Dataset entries
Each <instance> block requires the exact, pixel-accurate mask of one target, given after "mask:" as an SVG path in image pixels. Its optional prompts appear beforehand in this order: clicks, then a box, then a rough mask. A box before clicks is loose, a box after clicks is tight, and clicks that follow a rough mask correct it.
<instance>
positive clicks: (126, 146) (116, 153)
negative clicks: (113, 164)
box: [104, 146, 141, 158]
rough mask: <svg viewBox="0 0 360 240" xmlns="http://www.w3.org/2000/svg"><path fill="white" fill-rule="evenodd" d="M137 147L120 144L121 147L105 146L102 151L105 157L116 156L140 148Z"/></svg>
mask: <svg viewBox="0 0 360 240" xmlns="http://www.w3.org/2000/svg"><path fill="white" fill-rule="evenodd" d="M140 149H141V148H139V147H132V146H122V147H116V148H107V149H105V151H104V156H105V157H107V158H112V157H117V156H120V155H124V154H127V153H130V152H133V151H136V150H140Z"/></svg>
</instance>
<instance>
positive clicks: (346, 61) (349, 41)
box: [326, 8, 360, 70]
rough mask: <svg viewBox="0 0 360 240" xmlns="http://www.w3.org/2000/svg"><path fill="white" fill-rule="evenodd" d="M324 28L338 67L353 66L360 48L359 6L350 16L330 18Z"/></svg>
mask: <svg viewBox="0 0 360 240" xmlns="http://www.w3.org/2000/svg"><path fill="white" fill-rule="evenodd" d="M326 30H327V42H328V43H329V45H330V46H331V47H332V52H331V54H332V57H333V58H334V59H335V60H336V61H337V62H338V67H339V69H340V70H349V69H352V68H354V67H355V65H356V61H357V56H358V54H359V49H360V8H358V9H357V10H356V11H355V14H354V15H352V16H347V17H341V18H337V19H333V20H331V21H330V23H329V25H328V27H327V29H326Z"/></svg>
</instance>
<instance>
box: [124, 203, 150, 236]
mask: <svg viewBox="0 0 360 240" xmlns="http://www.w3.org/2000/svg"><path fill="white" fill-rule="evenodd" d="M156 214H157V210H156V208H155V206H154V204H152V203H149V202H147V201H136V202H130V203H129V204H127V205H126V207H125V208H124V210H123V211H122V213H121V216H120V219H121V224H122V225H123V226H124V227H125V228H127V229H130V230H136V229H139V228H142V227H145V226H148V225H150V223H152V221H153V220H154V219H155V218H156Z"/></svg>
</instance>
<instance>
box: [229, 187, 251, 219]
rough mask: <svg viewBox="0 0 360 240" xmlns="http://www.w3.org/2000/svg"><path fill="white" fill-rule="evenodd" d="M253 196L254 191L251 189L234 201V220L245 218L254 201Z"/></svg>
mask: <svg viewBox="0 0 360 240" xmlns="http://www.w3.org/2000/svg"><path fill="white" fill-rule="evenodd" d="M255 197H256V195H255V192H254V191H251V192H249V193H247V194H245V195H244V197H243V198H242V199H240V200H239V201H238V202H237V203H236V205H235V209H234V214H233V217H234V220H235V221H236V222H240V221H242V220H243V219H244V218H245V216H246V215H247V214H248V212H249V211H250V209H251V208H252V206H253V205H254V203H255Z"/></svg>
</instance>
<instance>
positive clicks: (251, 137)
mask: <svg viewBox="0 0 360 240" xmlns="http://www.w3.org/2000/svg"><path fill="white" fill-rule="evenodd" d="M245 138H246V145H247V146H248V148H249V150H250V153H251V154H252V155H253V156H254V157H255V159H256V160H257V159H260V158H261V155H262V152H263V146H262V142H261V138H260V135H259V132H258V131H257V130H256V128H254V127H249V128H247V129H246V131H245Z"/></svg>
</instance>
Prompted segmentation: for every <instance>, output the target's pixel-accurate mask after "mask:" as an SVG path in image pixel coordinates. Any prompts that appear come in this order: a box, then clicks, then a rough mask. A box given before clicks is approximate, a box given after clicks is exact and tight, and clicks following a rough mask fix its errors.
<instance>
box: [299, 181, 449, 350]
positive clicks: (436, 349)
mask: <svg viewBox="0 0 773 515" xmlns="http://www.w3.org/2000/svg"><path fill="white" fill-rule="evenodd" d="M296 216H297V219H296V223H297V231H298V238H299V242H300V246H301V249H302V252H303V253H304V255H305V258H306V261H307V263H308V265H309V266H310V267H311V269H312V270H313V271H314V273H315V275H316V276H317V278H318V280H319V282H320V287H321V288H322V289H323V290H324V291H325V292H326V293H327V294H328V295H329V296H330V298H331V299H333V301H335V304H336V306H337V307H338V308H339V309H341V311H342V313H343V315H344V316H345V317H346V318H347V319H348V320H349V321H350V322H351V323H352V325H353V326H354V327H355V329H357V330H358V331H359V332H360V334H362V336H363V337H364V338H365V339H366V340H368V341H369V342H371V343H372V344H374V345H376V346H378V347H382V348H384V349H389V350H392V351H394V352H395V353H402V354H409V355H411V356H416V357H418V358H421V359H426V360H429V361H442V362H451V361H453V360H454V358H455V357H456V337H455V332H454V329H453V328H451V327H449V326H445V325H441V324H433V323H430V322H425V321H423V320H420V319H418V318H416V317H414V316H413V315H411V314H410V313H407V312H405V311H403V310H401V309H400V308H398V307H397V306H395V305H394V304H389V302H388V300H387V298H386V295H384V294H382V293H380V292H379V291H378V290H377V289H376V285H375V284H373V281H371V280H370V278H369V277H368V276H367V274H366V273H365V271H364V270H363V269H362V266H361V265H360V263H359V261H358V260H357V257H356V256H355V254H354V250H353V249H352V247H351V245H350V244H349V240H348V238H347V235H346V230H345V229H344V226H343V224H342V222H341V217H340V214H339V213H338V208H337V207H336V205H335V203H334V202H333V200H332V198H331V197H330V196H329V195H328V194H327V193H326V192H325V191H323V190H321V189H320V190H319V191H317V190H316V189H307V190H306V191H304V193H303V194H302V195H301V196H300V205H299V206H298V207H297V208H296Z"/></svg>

Work order:
Extract every line of the records above containing the word "that". Case counts.

Task output:
Each <instance> block requires the exact, pixel-accurate mask of one target, given after "mask:" as an SVG path in image pixels. Its optional prompts appear beforehand in this order: clicks, then a box, then a rough mask. A box before clicks is loose, a box after clicks is tight, and clicks that follow a rough mask correct it.
Prompted segmentation: for every <instance>, output the target's pixel-accurate mask after "mask:" as an SVG path in image pixel coordinates. Any prompts that appear come in this order: a box, then clicks, then a rough mask. A box given before clicks is approximate, a box given after clicks is exact and tight, and clicks following a rough mask fix its errors.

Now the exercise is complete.